(Objetivo del ejercicio)
Sustituya "linterna" por "lámpara" y transcriba de nuevo el fragmento del relato de la cueva que empieza con las palabras "Lo cierto es" y concluye con "se habían levantado.".

(Texto de lectura)

Despertarse con una botella de Ballantines al lado de la cabecera resulta un tanto turbador. Mirar en derredor y comprobar que estás en una cueva… raro.

Despertar

Despertar

Hasta que pasaron unos segundos no conseguí hacerme una composición de lugar y explicarme por qué amanecía en una cueva de Ayna, en Albacete. El día anterior, Juan y yo habíamos decidido, siguiendo las indicaciones de unos parroquianos, dormir en una cueva a las afueras del pueblo. Parece ser que era un lugar seguro, caliente en invierno y fresco en verano. Por si esto fuera poco podíamos aparcar las motos a poca distancia. Vamos, una especie de olimpo en lo que a residencias se refiere.

Lo cierto es que el sitio no estaba mal pero, al ser público, tuvimos visita por la noche. Un hombre con pinta de borracho apareció resoplando a las tres o las cuatro de la mañana, agarrado a un tetrabrick de Don Simón y con una despreocupación envidiable. Si no hubiera sido por el “quién anda ahí?” que soltó Juan, creo que ni me hubiera enterado de que teníamos visita en casa. Encendí la linterna y enfoqué directamente un potente haz de luz a la cara del sujeto. Por su expresión no parecía muy peligroso así que, acerqué la botella de whisky a mi lado y seguí durmiendo.

Cuando desperté, mis compañeros de domicilio hacía rato que se habían levantado.

(Líneas mostradas)
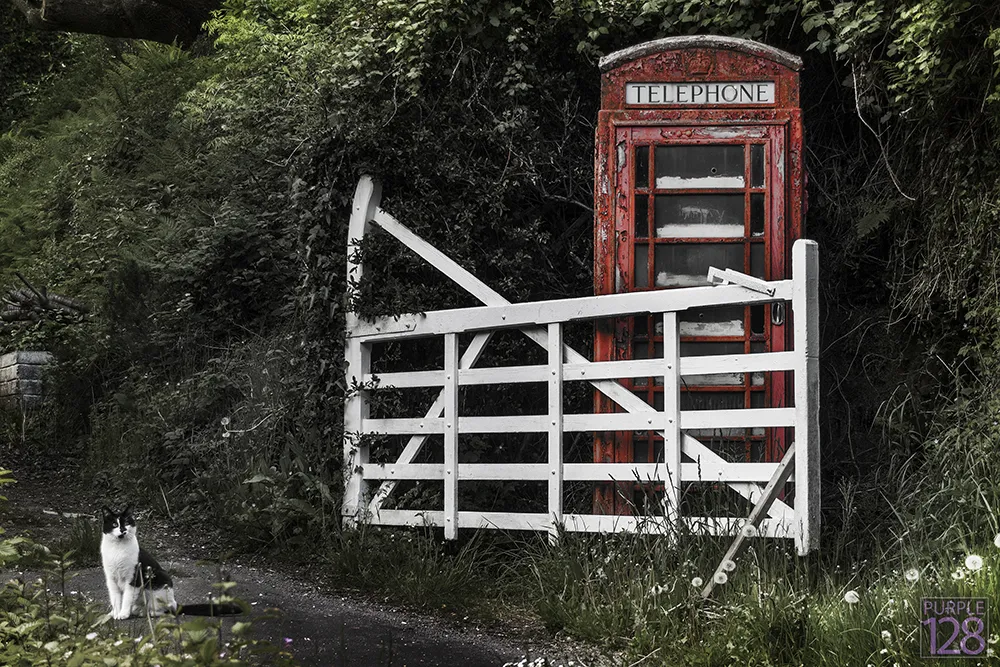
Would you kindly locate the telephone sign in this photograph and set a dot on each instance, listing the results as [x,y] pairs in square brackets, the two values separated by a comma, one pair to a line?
[698,164]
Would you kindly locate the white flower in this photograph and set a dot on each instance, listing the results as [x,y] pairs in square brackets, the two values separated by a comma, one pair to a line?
[974,562]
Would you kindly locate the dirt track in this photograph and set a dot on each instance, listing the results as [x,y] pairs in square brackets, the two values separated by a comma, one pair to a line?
[321,628]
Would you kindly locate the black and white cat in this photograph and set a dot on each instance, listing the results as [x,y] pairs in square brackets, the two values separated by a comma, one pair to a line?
[136,582]
[137,585]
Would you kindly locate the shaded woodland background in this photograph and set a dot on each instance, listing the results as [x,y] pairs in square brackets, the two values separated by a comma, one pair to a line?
[197,199]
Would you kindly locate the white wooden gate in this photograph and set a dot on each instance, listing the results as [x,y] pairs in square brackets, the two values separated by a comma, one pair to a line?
[686,459]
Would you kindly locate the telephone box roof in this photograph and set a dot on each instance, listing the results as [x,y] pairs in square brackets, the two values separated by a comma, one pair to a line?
[747,46]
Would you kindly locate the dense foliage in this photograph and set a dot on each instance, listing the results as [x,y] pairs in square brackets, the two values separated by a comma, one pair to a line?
[198,201]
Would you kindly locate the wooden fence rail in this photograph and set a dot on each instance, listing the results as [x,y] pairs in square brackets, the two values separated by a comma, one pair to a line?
[544,323]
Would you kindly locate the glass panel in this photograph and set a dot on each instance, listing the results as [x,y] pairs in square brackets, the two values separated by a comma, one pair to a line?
[641,325]
[757,166]
[641,274]
[642,166]
[701,349]
[757,319]
[757,401]
[641,216]
[686,265]
[641,449]
[712,400]
[641,351]
[716,321]
[698,216]
[757,214]
[757,260]
[658,379]
[714,166]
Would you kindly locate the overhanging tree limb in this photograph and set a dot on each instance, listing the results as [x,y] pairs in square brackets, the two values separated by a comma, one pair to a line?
[163,21]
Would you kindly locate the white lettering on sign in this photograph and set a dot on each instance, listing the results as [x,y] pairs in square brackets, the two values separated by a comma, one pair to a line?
[721,92]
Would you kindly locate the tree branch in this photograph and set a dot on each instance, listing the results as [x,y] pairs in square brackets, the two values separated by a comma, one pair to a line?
[165,21]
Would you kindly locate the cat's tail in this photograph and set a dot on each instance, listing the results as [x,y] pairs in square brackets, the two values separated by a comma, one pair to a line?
[210,609]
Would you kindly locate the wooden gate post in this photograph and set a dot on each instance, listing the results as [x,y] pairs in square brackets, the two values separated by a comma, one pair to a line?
[805,311]
[358,358]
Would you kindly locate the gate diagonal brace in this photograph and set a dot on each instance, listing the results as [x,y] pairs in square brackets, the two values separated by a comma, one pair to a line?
[691,447]
[728,276]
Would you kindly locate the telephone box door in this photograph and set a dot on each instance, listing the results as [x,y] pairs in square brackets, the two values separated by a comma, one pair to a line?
[698,196]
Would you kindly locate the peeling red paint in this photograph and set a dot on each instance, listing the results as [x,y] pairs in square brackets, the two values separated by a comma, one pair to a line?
[777,125]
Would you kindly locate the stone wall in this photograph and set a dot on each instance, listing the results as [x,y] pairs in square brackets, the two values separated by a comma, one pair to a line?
[21,377]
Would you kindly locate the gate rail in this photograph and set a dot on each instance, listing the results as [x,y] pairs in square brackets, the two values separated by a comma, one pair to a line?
[543,322]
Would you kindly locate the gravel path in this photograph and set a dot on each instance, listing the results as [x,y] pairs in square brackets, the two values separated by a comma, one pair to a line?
[321,628]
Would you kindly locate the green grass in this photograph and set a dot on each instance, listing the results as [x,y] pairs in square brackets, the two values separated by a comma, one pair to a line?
[633,595]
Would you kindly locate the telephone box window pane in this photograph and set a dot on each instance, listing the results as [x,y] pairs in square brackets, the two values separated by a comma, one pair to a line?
[641,216]
[641,275]
[712,400]
[701,349]
[640,351]
[714,166]
[757,260]
[757,319]
[757,214]
[706,348]
[757,166]
[641,325]
[716,321]
[699,216]
[686,265]
[642,166]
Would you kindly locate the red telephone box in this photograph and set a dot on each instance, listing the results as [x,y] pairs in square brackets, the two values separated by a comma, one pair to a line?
[698,164]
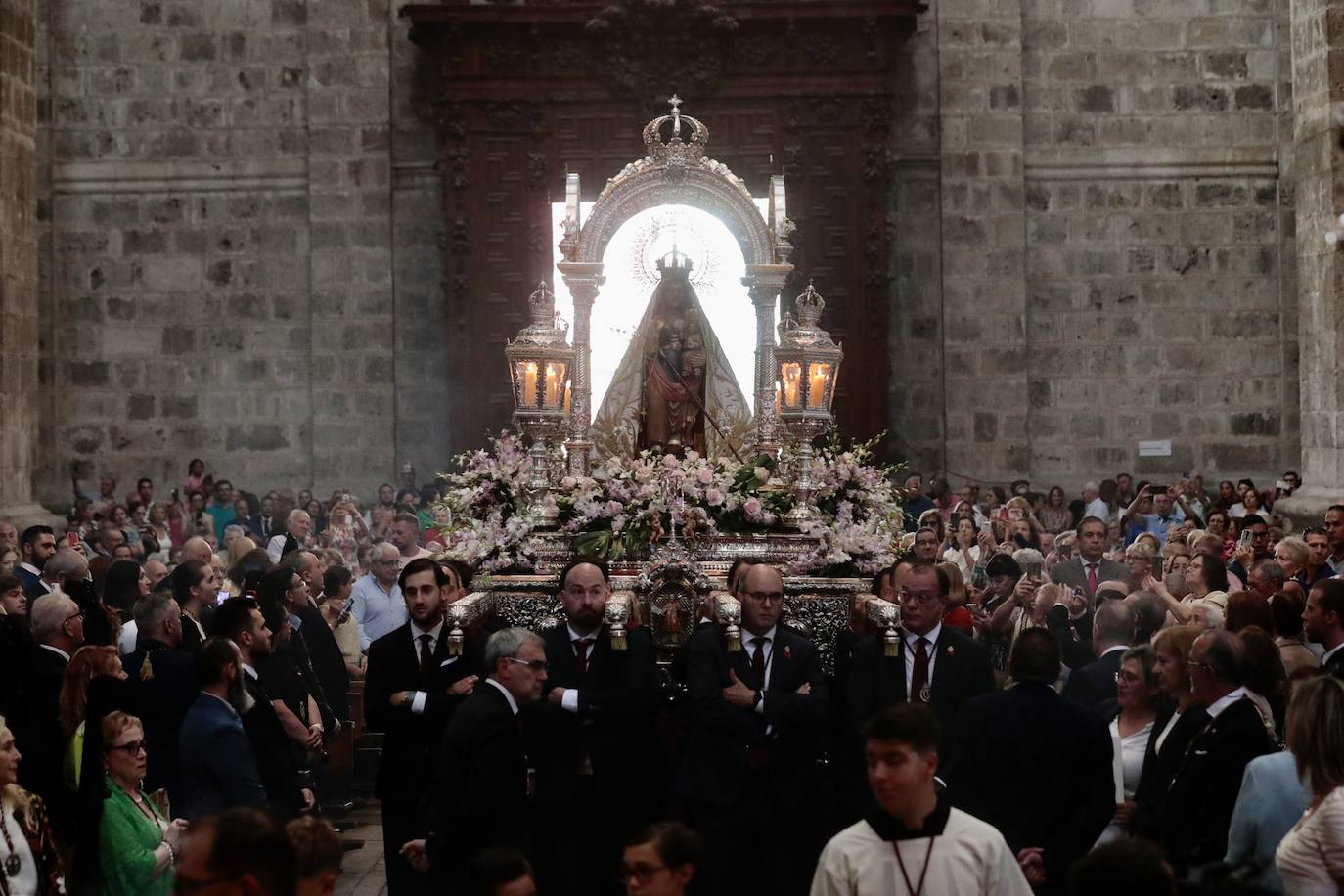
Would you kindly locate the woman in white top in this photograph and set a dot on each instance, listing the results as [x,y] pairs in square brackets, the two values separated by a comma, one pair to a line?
[1311,857]
[1136,692]
[965,554]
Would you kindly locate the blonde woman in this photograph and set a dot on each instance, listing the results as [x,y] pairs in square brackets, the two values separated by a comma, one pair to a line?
[1311,857]
[27,849]
[137,845]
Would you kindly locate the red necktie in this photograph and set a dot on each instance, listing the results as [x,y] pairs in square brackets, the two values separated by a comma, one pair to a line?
[758,661]
[426,659]
[919,675]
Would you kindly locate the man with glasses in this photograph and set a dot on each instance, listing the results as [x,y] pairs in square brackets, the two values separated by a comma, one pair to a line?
[594,737]
[413,688]
[935,665]
[746,769]
[1192,824]
[481,778]
[377,600]
[58,629]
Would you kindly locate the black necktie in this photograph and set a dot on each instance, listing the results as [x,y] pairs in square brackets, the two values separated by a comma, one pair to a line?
[758,661]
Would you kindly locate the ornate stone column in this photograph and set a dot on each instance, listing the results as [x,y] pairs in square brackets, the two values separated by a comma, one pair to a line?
[1319,169]
[584,280]
[764,283]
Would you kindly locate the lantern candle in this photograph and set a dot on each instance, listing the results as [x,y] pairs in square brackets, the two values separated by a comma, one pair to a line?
[553,385]
[791,377]
[530,384]
[818,384]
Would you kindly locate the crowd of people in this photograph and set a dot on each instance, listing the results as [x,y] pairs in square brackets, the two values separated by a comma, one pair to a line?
[1085,696]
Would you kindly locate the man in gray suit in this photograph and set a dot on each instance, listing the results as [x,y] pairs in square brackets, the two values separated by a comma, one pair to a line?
[1088,568]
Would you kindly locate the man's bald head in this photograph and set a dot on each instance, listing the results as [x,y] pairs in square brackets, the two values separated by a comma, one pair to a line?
[197,548]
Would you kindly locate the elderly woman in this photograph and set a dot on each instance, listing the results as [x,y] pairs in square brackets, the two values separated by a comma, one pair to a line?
[27,848]
[1131,730]
[137,844]
[1172,730]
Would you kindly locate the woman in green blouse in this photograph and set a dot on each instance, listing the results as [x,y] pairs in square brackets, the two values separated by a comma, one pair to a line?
[137,844]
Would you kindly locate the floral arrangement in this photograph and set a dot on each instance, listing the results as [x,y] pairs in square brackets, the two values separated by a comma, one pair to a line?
[628,504]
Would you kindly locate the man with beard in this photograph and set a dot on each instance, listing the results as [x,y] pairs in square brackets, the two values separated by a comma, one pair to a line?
[240,621]
[218,763]
[413,688]
[162,679]
[594,735]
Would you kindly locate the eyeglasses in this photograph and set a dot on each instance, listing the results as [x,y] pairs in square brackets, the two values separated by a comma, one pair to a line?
[640,874]
[130,747]
[765,597]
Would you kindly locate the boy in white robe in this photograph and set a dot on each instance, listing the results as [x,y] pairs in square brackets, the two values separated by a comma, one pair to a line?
[916,842]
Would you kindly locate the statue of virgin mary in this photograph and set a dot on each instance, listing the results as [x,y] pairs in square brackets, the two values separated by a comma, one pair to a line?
[674,389]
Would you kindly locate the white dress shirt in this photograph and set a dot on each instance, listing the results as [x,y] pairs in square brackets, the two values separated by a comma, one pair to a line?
[570,698]
[912,645]
[419,697]
[377,611]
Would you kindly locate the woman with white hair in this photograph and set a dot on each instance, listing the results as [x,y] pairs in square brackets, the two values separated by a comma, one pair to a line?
[27,850]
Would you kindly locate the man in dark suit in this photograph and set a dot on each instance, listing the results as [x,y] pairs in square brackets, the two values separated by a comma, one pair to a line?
[240,621]
[1193,821]
[162,679]
[1035,766]
[58,629]
[1322,621]
[1089,567]
[218,763]
[1095,686]
[36,546]
[593,735]
[935,665]
[746,771]
[481,782]
[412,691]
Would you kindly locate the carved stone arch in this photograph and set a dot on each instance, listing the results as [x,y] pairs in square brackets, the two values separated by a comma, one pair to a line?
[714,193]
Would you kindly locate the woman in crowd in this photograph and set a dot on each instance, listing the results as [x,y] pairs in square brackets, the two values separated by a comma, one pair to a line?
[1131,730]
[27,849]
[125,583]
[82,687]
[1055,516]
[1172,730]
[965,553]
[1264,677]
[1285,610]
[337,582]
[957,614]
[661,859]
[139,845]
[197,478]
[1247,608]
[1311,857]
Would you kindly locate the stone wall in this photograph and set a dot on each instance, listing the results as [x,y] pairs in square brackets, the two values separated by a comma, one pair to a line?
[221,274]
[1117,256]
[241,231]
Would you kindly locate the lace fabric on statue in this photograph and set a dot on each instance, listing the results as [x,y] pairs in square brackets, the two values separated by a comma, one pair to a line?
[674,363]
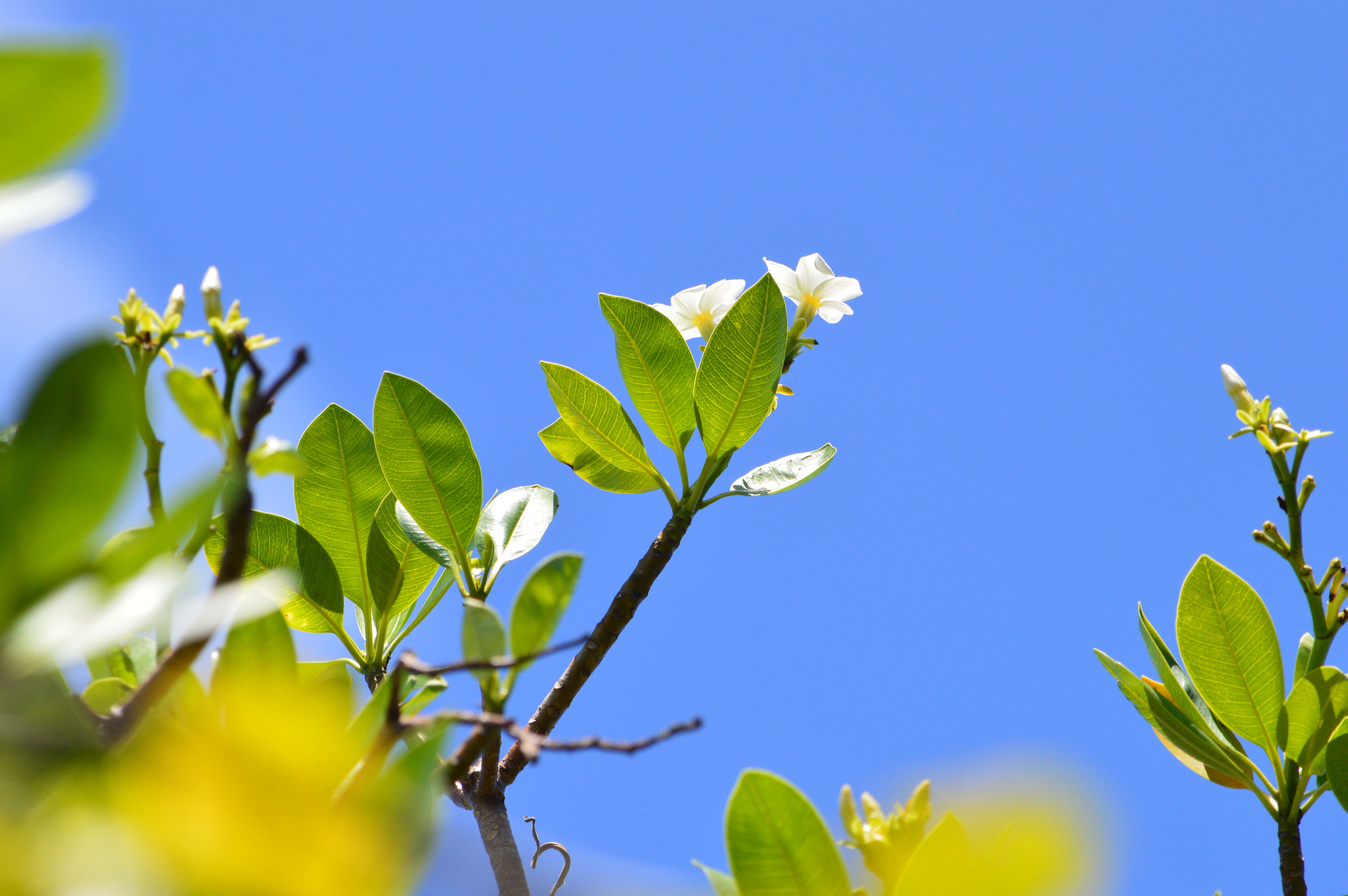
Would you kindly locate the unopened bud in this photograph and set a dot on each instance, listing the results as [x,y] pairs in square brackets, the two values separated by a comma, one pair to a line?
[1237,390]
[211,293]
[176,302]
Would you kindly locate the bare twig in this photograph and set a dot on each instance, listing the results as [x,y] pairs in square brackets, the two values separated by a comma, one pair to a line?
[621,612]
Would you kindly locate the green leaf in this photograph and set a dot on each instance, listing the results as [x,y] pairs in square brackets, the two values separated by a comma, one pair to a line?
[277,456]
[777,841]
[942,864]
[657,367]
[484,638]
[197,401]
[1304,647]
[1231,651]
[259,651]
[722,883]
[416,568]
[738,378]
[342,490]
[50,99]
[565,446]
[1180,689]
[1311,713]
[514,522]
[596,418]
[785,474]
[64,471]
[106,693]
[277,545]
[429,461]
[541,603]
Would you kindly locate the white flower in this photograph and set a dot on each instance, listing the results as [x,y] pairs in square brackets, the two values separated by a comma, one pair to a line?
[1237,390]
[815,289]
[699,309]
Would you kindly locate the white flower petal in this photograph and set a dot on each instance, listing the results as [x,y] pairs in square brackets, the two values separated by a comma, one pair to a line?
[687,301]
[785,278]
[839,290]
[722,293]
[834,312]
[809,274]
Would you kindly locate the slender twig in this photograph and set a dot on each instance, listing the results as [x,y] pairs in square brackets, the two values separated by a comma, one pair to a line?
[621,612]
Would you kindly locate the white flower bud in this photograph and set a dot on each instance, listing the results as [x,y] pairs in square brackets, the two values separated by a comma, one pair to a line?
[176,302]
[1237,390]
[211,293]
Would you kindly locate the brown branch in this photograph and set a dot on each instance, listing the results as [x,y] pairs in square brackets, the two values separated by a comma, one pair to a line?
[409,661]
[621,612]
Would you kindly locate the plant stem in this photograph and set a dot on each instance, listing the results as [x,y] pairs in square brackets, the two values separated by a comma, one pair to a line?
[1291,864]
[499,841]
[621,612]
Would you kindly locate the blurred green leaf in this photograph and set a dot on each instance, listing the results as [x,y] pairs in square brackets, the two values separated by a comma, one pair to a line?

(Resultado obtenido)
Lo cierto es que el sitio no estaba mal pero, al ser público, tuvimos visita por la noche. Un hombre con pinta de borracho apareció resoplando a las tres o las cuatro de la mañana, agarrado a un tetrabrick de Don Simón y con una despreocupación envidiable. Si no hubiera sido por el “quién anda ahí?” que soltó Juan, creo que ni me hubiera enterado de que teníamos visita en casa. Encendí la lámpara y enfoqué directamente un potente haz de luz a la cara del sujeto. Por su expresión no parecía muy peligroso así que, acerqué la botella de whisky a mi lado y seguí durmiendo.

Cuando desperté, mis compañeros de domicilio hacía rato que se habían levantado.